Your objective:
Respond with nothing but the number of lines in this data that include the word "would".

Records for the exercise:
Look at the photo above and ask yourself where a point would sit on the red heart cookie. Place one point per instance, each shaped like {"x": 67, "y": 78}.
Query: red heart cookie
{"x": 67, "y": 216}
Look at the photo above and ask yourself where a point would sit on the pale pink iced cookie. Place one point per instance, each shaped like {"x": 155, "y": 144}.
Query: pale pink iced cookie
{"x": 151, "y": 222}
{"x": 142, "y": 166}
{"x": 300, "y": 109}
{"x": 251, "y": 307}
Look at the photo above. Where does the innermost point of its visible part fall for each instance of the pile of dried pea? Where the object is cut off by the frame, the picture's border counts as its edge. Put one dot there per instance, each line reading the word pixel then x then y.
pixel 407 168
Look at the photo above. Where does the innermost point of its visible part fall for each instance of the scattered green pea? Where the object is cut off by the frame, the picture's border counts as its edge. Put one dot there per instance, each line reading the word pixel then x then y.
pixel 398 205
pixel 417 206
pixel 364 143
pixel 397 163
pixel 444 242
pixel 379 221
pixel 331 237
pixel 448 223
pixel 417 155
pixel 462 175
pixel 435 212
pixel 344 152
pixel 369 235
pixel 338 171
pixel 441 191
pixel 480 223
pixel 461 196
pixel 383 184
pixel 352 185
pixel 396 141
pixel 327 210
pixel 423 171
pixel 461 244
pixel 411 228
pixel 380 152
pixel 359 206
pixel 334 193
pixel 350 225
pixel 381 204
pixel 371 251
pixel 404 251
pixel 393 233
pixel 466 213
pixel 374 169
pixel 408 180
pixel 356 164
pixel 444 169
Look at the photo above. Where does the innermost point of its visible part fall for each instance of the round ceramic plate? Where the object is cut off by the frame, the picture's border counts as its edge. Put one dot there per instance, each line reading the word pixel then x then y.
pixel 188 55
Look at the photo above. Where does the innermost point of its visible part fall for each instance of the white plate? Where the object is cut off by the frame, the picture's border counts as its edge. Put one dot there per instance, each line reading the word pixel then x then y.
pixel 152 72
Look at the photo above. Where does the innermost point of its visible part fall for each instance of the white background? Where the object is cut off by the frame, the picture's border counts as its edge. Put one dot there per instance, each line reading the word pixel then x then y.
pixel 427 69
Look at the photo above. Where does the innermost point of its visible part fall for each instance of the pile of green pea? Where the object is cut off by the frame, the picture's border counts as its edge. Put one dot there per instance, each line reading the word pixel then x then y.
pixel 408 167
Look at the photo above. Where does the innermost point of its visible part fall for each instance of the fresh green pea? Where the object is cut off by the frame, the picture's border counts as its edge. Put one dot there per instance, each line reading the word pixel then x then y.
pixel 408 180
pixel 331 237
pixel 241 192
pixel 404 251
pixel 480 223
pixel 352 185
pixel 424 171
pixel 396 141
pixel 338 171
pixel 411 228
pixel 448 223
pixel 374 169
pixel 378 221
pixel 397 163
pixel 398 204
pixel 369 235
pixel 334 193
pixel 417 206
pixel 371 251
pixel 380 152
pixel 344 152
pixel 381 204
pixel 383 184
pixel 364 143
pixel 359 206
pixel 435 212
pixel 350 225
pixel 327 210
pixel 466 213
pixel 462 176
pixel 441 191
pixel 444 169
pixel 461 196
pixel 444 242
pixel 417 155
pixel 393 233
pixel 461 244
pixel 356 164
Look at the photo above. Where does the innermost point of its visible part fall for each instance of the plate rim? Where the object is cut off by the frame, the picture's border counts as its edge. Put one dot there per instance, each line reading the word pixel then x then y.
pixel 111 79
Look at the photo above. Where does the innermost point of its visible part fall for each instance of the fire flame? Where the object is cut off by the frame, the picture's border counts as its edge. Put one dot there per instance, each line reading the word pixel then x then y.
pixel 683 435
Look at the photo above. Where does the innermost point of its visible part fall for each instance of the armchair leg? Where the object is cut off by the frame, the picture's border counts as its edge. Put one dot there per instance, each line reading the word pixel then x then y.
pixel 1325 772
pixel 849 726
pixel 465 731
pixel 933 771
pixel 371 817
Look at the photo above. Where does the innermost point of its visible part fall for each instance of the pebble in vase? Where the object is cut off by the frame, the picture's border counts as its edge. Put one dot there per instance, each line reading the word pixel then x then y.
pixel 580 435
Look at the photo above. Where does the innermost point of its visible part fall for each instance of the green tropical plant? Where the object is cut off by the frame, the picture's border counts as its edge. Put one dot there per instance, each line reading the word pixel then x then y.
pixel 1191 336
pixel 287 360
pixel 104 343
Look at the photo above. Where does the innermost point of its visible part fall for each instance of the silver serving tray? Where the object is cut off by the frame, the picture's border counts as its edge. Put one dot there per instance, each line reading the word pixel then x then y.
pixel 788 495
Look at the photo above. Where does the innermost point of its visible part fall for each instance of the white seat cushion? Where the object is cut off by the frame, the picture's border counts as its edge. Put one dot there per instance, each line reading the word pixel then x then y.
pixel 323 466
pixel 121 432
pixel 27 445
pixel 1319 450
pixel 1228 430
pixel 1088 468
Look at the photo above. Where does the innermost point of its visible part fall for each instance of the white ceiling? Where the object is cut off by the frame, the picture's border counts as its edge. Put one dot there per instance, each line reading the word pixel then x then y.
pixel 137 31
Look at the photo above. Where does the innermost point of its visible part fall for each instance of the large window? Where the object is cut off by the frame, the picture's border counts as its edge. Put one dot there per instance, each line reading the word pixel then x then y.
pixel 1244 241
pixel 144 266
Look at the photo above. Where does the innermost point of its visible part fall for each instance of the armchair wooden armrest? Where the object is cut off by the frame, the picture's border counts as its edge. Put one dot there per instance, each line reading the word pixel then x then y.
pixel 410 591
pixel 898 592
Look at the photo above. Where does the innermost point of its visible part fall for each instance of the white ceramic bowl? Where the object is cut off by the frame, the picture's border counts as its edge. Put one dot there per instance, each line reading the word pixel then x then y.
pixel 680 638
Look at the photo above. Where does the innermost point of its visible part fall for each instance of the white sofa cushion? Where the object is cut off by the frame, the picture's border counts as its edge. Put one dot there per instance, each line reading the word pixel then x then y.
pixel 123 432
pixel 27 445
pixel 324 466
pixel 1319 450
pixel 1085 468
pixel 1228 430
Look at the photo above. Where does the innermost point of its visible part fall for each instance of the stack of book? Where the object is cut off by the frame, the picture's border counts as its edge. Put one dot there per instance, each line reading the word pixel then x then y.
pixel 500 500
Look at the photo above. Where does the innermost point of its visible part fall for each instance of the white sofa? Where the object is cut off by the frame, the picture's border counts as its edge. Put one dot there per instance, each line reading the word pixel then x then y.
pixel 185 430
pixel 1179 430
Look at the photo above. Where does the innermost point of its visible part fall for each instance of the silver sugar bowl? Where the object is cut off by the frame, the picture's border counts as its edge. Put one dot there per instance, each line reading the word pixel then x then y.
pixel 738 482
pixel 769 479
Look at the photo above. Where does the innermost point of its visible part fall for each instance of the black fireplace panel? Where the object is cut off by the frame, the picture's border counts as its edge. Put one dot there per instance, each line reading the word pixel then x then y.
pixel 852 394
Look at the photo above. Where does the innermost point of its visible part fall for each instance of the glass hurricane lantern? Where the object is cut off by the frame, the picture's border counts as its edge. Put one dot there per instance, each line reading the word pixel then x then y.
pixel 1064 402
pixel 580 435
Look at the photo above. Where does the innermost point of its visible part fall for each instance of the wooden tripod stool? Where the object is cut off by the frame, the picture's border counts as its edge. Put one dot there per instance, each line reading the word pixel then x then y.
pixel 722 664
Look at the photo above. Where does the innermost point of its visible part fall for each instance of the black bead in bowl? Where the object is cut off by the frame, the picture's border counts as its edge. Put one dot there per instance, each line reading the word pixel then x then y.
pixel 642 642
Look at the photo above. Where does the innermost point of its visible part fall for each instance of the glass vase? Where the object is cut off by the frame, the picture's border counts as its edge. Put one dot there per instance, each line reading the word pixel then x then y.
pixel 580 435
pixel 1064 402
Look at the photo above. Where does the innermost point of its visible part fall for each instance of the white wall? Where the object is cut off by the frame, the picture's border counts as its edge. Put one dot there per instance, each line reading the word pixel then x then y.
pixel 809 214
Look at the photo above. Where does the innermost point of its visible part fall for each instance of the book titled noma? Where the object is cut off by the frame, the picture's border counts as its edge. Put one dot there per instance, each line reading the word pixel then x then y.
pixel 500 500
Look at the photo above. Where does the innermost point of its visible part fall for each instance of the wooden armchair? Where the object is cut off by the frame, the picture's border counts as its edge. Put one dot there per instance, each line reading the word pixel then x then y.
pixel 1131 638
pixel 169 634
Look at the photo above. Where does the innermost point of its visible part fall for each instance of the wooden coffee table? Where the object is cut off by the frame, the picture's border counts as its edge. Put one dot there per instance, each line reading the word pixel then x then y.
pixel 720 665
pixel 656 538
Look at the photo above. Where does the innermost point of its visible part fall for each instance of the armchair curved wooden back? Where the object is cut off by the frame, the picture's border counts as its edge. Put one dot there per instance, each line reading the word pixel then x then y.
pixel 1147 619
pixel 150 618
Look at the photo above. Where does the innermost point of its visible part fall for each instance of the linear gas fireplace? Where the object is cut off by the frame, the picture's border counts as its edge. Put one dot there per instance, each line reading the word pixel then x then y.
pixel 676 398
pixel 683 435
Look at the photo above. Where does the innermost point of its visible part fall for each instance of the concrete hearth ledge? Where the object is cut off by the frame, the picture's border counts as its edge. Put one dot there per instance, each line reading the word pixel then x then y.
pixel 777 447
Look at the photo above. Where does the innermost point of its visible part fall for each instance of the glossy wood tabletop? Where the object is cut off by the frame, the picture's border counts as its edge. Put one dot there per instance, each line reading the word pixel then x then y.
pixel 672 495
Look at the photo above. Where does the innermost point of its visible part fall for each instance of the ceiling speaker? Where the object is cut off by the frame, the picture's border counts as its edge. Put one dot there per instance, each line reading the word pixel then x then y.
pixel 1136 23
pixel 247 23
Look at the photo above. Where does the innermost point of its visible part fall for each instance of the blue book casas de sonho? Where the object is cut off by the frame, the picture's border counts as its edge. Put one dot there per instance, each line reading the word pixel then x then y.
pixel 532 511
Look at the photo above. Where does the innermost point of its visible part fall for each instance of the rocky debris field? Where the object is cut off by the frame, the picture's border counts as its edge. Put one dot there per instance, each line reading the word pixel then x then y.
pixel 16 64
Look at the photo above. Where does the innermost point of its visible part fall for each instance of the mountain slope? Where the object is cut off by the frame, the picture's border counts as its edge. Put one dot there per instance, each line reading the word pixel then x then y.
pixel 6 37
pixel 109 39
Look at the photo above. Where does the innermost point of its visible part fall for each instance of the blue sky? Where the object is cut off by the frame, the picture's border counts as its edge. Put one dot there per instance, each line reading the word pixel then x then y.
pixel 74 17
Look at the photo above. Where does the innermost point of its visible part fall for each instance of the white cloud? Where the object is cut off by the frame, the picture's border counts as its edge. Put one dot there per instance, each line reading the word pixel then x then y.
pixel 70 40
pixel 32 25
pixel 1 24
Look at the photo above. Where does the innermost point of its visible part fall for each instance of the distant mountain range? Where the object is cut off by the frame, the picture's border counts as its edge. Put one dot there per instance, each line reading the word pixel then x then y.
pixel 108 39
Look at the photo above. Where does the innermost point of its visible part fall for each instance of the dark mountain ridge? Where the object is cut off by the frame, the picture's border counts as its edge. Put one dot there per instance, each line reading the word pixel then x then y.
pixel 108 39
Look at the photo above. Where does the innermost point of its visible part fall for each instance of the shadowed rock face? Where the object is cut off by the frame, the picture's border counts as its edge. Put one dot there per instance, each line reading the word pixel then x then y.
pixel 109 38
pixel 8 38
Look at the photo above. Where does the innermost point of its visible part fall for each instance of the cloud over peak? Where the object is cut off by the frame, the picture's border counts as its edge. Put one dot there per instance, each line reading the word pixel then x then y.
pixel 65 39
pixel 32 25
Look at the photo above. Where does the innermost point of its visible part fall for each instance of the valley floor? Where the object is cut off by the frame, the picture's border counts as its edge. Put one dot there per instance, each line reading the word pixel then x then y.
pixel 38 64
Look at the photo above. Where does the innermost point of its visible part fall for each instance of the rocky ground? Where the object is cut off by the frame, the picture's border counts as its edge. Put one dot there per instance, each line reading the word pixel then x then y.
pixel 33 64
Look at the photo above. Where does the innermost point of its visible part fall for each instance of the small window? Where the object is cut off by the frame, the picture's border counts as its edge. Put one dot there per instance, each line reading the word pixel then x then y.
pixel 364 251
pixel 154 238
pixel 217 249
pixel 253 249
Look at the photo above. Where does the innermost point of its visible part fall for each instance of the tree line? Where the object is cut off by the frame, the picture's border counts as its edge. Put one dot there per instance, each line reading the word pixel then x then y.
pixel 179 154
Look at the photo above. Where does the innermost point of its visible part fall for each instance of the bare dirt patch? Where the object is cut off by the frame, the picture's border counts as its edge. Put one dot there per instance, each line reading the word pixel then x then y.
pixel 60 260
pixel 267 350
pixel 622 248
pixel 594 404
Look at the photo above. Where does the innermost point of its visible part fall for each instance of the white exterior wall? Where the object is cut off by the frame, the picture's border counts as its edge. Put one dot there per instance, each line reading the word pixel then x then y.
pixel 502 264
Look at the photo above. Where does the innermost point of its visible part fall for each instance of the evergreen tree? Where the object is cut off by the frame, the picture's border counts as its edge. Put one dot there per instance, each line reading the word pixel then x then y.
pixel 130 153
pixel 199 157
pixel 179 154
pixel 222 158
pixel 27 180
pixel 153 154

Written reply:
2